▶ **Short task**: Pull out every line of the material below that contains the word "goose" and copy each one.

-- start of Rows --

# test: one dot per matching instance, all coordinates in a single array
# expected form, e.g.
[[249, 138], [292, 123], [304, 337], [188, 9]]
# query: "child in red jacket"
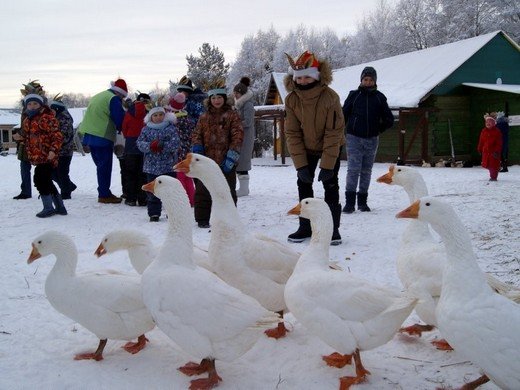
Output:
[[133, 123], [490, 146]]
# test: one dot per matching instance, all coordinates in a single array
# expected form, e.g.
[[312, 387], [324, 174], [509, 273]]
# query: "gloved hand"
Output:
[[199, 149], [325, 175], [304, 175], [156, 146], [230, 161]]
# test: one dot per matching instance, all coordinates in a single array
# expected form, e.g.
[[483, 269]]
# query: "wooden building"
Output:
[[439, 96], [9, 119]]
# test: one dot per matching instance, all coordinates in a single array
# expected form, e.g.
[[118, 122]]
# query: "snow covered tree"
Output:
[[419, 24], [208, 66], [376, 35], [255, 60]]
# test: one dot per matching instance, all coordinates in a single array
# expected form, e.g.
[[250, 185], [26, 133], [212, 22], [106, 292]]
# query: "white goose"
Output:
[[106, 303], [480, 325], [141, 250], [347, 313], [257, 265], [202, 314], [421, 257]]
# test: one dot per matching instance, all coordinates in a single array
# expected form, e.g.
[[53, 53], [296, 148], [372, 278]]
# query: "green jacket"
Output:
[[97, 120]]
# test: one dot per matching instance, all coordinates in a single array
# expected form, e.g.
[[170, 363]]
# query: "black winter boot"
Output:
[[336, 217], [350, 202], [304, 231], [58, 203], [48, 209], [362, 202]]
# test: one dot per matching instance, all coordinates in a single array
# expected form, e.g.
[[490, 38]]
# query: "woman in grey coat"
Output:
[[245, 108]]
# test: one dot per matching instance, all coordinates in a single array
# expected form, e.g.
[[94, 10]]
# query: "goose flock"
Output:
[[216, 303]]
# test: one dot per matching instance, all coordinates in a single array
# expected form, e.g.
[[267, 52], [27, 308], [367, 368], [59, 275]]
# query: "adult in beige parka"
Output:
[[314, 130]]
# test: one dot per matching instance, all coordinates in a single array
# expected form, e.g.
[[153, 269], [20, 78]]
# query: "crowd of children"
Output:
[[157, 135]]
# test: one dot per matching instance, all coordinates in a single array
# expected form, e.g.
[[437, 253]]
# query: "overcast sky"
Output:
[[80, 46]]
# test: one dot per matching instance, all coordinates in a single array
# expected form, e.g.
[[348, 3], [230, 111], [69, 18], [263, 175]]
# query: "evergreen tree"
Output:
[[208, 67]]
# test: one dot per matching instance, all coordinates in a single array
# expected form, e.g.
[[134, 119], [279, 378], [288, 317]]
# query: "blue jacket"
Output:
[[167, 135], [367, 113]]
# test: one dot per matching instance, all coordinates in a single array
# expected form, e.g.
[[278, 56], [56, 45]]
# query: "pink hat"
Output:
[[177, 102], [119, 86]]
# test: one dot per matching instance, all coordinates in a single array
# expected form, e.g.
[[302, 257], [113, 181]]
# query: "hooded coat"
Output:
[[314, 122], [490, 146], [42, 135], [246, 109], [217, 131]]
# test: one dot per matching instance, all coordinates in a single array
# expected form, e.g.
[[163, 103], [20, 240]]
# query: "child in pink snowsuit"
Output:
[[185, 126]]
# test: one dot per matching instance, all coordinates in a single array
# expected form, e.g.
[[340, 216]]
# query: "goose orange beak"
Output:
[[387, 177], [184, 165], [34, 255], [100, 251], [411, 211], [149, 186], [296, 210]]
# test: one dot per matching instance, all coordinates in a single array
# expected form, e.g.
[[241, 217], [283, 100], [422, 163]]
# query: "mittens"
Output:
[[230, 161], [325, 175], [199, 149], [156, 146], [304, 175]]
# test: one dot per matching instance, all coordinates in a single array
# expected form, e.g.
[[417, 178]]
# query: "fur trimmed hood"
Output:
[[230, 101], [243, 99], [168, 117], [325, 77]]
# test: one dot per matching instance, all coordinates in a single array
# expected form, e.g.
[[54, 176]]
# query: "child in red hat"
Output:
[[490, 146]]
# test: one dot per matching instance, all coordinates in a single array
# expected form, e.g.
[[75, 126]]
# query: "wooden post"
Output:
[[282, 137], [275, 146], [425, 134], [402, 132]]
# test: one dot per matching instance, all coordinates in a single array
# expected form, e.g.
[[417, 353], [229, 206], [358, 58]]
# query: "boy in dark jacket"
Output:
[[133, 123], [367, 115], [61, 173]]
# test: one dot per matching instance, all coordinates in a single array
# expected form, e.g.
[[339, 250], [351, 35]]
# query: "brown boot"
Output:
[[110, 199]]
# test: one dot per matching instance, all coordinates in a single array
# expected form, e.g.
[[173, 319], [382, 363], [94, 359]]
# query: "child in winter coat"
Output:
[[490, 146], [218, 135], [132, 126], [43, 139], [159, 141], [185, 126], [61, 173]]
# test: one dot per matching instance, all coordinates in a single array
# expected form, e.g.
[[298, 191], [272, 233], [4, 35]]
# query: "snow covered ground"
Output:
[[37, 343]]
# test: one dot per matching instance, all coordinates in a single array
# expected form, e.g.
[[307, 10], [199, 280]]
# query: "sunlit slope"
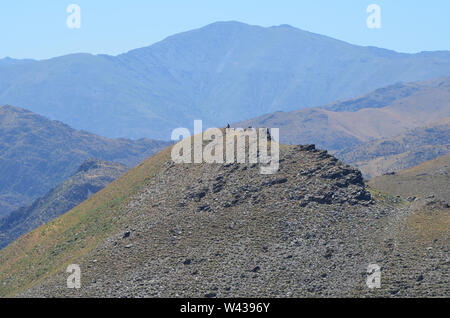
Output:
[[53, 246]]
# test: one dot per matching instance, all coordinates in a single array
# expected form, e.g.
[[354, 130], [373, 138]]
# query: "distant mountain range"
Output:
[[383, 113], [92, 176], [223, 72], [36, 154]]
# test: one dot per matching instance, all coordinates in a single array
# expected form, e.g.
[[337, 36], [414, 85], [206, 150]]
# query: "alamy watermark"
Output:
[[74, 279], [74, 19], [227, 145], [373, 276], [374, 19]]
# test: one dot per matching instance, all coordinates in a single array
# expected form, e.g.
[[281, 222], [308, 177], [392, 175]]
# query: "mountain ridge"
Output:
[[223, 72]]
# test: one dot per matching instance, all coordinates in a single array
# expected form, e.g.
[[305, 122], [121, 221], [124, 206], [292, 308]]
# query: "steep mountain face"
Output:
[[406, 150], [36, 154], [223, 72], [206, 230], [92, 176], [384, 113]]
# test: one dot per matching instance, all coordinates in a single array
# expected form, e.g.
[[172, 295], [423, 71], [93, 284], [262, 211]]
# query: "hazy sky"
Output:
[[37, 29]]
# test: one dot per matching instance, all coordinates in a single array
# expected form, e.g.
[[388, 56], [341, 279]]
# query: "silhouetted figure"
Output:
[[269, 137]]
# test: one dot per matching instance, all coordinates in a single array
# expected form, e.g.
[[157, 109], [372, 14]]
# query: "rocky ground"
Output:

-- end of Rows --
-- start of Rows --

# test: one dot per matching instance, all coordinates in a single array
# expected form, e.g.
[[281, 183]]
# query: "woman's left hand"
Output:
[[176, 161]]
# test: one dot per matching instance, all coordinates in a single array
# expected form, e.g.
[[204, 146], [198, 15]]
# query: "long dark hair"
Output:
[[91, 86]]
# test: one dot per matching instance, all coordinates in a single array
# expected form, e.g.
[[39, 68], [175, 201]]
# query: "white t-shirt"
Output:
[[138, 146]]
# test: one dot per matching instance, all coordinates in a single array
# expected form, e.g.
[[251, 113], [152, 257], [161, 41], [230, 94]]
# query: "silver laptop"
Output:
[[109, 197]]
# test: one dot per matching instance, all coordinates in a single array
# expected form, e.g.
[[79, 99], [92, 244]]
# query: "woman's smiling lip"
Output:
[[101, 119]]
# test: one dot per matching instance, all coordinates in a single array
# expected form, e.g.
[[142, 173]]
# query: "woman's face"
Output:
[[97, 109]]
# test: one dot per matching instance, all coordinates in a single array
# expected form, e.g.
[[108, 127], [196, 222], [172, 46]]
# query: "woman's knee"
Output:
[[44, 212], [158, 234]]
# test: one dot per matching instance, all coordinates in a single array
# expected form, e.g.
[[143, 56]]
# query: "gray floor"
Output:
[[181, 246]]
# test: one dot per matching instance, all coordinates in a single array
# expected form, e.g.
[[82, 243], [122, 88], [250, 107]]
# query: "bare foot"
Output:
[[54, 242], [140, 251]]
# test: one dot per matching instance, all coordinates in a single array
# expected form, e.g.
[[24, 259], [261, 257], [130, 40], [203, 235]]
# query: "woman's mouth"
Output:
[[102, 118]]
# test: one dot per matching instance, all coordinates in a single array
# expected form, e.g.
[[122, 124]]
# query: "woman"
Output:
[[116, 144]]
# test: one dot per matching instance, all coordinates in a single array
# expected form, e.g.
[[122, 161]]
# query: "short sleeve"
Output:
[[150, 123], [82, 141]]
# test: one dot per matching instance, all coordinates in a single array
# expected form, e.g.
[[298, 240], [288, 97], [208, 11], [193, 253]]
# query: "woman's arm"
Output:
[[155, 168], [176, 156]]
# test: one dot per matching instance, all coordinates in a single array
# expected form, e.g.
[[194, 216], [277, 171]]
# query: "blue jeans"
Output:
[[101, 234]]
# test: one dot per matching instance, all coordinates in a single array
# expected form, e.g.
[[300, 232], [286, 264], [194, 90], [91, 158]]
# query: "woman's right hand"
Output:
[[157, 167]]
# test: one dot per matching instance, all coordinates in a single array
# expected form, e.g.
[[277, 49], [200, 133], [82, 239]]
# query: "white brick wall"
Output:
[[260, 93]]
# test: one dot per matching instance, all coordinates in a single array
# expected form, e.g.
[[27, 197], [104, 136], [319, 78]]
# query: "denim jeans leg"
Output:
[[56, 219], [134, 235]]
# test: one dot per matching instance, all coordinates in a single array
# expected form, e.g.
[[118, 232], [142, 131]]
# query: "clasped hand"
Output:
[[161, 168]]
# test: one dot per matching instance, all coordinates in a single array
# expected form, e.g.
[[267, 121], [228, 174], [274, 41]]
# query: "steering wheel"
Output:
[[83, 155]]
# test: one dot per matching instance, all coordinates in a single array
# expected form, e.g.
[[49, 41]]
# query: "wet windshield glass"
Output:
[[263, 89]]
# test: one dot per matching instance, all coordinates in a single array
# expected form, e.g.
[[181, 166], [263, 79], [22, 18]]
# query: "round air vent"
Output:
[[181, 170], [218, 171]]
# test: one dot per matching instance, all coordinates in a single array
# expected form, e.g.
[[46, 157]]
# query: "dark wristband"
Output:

-- end of Rows --

▶ **Expected answer**:
# query: "white goose"
# query: "goose flock"
# query: "goose orange beak"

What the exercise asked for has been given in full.